[[ Text shown open ]]

Handful of Health

Running in the Cold

I think I’ve finally hit on a combo I like for running in dry, not too windy conditions between 20-40 degrees Fahrenheit. This is a mix of stuff I’ve had in my closet (fleece tops from Christmases past, a summer running tank, a spring/fall running long sleeve) and a couple extras I had to get for colder conditions (breathable gloves, something to cover my ears).

Base layer: My favorite running bra; a long, sweat-wicking tank top; sweat-wicking running tights; Balaga socks; running shoes with enough tread to handle patches of snow.

A little extra warmth layer: A wicking, long-sleeved running shirt (preferably with thumb holes to keep the sleeves down over my wrists); baggy athletic pants (you know, the generic kind with the three stripes down the side).

Toasting toppings layer: A lightweight, long-sleeved fleece with a collar.

Warm accessories: Gloves that keep my hands warm but don’t get soggy with sweat (I got the Under Armour variety from Scheel’s on Saturday); a baseball-style running hat; a headband with a fleecy interior to cover my ears that still fits over my hat. A beanie with a brim could probably substitute for the hat plus ear warmers.

Gadgetry: An iFitness belt so I can easily carry my phone — which has pretty much replaced my Garmin thanks to the RunKeeper Pro app — and some chapstick.

[[ Text shown closed ]]
[[ Information open ]]

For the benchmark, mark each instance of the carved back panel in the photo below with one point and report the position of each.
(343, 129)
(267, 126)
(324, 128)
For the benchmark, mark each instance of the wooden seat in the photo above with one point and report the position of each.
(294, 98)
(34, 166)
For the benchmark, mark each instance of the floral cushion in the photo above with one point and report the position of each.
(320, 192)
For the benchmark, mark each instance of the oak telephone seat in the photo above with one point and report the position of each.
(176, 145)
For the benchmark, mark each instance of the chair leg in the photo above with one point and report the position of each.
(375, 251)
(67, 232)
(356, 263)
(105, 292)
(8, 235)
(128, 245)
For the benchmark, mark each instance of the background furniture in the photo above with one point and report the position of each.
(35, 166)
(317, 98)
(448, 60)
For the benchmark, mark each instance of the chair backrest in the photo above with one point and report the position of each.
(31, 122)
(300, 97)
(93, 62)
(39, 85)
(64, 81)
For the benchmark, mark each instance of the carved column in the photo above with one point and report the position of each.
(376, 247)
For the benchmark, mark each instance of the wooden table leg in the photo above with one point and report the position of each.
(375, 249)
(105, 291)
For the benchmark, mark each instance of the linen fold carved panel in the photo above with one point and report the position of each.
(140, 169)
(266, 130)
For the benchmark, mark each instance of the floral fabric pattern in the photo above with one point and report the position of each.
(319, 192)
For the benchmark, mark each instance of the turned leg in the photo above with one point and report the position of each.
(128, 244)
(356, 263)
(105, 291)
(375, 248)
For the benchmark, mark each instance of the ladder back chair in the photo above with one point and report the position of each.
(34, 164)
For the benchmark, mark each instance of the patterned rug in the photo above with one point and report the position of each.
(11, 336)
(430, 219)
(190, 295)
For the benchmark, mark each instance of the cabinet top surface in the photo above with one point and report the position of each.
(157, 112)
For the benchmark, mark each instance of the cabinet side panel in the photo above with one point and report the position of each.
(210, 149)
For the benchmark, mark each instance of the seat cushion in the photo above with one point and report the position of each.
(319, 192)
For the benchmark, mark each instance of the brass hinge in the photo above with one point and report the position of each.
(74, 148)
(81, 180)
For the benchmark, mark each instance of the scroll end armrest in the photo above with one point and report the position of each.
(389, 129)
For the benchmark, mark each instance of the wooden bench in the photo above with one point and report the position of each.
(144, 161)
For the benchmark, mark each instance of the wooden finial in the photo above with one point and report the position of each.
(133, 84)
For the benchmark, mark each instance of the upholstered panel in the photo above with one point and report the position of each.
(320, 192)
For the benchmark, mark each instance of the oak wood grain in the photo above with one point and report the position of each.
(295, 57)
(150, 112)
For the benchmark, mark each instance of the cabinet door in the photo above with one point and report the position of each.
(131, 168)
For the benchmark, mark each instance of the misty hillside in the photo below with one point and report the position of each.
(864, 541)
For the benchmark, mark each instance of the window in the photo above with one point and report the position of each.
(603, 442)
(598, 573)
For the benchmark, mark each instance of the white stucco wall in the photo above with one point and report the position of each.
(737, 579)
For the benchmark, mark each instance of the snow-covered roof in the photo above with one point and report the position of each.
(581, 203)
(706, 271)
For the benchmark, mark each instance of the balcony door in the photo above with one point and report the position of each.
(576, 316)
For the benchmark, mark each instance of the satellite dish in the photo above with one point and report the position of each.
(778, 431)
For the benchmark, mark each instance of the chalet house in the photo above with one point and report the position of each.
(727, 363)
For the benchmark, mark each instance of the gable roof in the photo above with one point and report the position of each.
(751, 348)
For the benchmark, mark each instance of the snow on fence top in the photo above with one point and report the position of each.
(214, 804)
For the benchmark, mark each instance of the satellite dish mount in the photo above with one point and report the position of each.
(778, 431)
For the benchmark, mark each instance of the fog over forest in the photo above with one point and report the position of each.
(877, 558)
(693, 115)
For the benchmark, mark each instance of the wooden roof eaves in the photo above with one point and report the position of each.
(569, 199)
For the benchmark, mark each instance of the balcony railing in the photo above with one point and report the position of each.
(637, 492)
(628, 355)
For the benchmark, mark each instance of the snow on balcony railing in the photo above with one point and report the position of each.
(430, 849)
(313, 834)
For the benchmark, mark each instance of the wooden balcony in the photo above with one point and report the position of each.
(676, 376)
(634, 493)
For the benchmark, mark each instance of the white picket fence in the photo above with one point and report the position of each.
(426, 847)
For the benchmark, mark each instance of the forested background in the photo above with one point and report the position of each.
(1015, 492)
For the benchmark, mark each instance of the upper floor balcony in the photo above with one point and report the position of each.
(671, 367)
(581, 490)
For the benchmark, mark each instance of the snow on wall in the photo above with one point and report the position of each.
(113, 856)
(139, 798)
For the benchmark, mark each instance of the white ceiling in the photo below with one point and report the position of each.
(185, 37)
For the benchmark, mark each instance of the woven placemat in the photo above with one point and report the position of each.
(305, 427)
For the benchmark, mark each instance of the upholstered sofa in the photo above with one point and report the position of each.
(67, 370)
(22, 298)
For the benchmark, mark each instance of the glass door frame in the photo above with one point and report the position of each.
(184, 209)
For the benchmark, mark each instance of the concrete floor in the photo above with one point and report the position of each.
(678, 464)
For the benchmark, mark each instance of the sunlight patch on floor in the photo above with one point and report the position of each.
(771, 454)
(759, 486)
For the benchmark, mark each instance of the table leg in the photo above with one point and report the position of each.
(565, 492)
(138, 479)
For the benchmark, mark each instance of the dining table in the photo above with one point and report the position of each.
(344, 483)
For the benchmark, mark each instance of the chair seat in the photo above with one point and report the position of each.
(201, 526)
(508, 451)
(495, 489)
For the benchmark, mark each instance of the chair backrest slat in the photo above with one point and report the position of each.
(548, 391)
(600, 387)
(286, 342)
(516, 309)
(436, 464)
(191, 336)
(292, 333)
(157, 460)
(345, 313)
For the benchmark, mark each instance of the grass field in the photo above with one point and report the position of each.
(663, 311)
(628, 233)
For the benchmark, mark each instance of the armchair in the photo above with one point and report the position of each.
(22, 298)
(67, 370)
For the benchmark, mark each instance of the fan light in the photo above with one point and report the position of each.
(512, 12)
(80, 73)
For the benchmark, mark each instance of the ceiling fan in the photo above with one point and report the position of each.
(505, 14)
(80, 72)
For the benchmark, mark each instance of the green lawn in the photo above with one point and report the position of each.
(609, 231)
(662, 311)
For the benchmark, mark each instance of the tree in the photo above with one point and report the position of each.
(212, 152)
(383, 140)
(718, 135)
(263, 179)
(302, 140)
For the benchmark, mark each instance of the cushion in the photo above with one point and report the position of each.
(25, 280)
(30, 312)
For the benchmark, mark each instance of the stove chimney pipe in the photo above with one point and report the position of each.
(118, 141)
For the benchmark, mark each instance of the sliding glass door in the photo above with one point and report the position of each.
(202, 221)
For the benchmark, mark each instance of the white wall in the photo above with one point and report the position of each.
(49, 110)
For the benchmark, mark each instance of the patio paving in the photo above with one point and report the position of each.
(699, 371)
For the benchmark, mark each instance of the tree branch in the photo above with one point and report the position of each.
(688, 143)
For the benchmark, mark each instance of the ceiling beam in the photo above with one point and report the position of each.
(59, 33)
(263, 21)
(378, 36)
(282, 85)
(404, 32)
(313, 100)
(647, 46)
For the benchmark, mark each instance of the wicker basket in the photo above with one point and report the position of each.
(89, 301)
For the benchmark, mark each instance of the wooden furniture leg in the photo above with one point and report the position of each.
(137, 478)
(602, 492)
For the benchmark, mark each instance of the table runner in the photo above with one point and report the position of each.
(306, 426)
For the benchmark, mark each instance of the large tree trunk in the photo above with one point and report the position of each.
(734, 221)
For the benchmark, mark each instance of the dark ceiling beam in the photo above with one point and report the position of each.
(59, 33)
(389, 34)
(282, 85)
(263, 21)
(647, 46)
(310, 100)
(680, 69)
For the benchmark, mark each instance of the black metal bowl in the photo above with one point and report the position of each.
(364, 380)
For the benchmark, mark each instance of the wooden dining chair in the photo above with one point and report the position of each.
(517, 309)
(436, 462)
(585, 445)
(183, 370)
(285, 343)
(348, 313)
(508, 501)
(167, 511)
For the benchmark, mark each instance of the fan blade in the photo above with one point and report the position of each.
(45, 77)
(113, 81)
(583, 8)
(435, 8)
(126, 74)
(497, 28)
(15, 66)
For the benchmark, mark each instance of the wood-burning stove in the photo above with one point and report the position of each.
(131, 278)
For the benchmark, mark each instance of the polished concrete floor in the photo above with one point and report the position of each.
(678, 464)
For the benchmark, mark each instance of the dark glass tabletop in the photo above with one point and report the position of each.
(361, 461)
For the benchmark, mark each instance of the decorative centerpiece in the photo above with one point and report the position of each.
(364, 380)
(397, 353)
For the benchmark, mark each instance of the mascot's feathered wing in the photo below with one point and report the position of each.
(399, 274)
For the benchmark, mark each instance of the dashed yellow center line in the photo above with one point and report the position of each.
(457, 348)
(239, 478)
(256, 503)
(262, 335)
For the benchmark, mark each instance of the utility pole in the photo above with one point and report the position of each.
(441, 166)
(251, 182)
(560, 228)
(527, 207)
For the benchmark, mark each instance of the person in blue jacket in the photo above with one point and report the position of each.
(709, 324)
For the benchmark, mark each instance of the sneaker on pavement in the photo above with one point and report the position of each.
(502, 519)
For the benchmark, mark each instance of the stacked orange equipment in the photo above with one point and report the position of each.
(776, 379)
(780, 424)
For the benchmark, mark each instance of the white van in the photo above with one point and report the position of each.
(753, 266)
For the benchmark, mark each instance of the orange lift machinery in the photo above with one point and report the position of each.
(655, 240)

[[ Information closed ]]

_Required actions_
(A) According to the cold-running post, why does the long-sleeved running shirt preferably have thumb holes?
(B) In the cold-running post, what brand of gloves was bought at Scheel's?
Answer from the cold-running post alone, not from the lines.

_Results by task_
(A) The thumb holes keep the sleeves down over the wrists.

(B) Under Armour.